Stored data
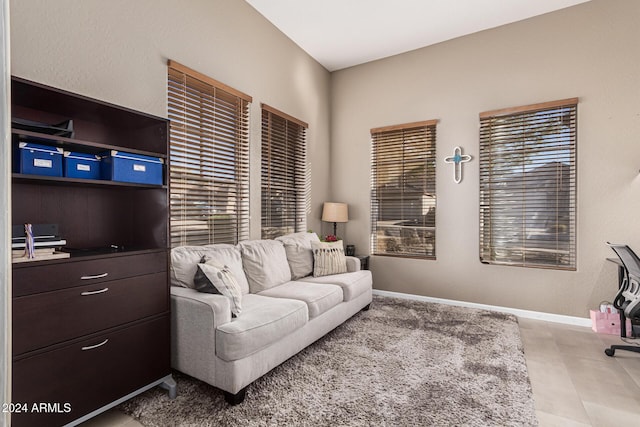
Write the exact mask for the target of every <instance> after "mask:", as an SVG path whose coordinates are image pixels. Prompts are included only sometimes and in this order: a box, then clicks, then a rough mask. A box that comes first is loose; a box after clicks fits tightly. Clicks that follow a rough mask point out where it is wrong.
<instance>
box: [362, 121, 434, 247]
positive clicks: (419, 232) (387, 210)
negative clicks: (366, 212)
mask: <svg viewBox="0 0 640 427" xmlns="http://www.w3.org/2000/svg"><path fill="white" fill-rule="evenodd" d="M436 123H437V121H436V120H431V121H425V122H418V123H409V124H404V125H396V126H388V127H382V128H376V129H371V138H372V144H373V147H372V151H371V152H372V157H371V193H372V194H371V225H372V230H371V246H372V247H371V252H372V253H373V254H374V255H391V256H402V257H415V258H425V259H435V257H436V221H435V218H436Z"/></svg>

:: ASSIGNMENT ::
The entries above are to be returned exactly, without their pictures.

:: SOLVED EXERCISE ::
Write the exact mask for the target of every <instance> after "mask:", as an SVG path whose coordinates are image pixels. Prompts are included only sometimes and in this order: a box, then clicks, then a rough mask. A box that comes first is loose; a box after clicks fits tightly. Clicks that follow a rough mask point out where it is wrong.
<instance>
box: [362, 121, 434, 247]
positive clicks: (419, 232) (387, 210)
negative clicks: (366, 212)
mask: <svg viewBox="0 0 640 427" xmlns="http://www.w3.org/2000/svg"><path fill="white" fill-rule="evenodd" d="M436 123H437V121H436V120H431V121H425V122H418V123H409V124H404V125H396V126H388V127H382V128H376V129H371V138H372V144H373V147H372V151H371V152H372V157H371V193H372V194H371V225H372V230H371V246H372V247H371V252H372V253H373V254H374V255H391V256H402V257H415V258H425V259H435V257H436V221H435V218H436Z"/></svg>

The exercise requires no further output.